Count the lines in the entries below that contain the word "horse". Reply with only that number.

start Raw records

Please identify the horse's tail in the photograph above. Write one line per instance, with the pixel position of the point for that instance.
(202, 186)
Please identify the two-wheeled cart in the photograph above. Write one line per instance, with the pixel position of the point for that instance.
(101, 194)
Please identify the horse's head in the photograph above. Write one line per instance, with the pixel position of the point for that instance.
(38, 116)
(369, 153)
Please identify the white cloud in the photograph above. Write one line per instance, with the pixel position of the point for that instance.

end Raw records
start Raw records

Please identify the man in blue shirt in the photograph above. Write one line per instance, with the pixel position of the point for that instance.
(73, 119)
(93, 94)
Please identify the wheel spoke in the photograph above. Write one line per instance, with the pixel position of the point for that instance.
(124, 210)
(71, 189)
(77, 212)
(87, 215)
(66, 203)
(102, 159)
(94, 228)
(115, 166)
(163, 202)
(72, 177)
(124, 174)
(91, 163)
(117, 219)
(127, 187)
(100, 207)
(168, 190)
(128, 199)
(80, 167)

end Raw records

Exercise response: 2